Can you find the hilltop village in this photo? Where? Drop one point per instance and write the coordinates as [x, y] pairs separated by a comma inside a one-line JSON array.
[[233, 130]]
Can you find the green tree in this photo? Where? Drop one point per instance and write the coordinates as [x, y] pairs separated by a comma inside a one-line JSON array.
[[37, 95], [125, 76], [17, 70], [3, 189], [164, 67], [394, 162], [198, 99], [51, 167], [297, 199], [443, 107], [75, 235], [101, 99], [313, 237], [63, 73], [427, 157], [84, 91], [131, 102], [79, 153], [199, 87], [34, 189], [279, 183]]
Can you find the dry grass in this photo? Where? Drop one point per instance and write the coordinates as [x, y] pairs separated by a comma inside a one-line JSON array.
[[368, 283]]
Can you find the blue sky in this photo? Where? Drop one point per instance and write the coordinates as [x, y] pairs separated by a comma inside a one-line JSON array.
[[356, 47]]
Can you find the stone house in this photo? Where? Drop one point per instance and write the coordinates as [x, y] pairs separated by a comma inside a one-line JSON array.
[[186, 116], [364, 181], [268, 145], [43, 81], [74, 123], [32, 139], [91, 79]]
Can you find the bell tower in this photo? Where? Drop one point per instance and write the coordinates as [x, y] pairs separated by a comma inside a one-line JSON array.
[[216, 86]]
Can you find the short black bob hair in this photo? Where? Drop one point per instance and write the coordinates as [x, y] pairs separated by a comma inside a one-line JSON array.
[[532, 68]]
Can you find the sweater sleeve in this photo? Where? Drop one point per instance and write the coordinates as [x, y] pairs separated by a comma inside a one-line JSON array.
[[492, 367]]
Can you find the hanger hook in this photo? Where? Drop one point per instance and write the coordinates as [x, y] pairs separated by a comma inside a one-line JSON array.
────────
*The request*: Turn all of the records above into a numbered list, one line per item, leaving out any blank lines.

*Solution to the exercise*:
1. Can you find the hilltop village in this photo? Where? Drop one point per instance and write the coordinates as [x, y] pairs separated by a comma inside a one-line JSON array.
2. [[233, 130]]
3. Can you find the green tree in this photo? Where? Drop one point per instance and write the coordinates as [x, y] pairs separated by a comma inside a one-line JSON array.
4. [[37, 95], [125, 76], [17, 70], [3, 189], [164, 67], [394, 162], [198, 99], [51, 167], [297, 199], [443, 107], [75, 235], [101, 99], [313, 237], [63, 73], [427, 157], [84, 91], [131, 102], [79, 153], [199, 87], [34, 189], [279, 183]]
5. Can you find the dry grass in this photo? Where? Drop one point per instance and write the coordinates as [x, y] pairs separated by a comma inside a one-line JSON array.
6. [[368, 283]]
7. Can you find the blue sky in this photo? Where? Drop one point per instance and write the coordinates as [x, y] pairs separated by a comma inside a one-line JSON array.
8. [[356, 47]]
9. Can you find the stone house in this photo? Where? Drop one point per instance and write the coordinates as [x, y] pairs separated by a comma inside a one-line JSON array.
10. [[186, 116], [364, 181], [268, 145], [43, 81], [74, 123], [32, 139], [91, 79]]
11. Can you find the bell tower in this photo? Where? Drop one point per instance and write the coordinates as [x, y] pairs separated by a comma inside a one-line JSON array.
12. [[216, 86]]
13. Can you find the short black bob hair in this photo? Where? Drop one point per instance and write the coordinates as [x, y] pairs separated by a comma inside a one-line JSON array.
14. [[532, 68]]
15. Can you find the sweater sleeve in this photo? Where? Drop one point per instance and write the coordinates as [x, y] pairs separated by a comma inside a one-line JSON array.
16. [[492, 367]]
17. Can you find the hanger hook in this photo? Where? Drop one point per instance and write the coordinates as [x, y] pairs separated by a comma inside a one-line JSON array.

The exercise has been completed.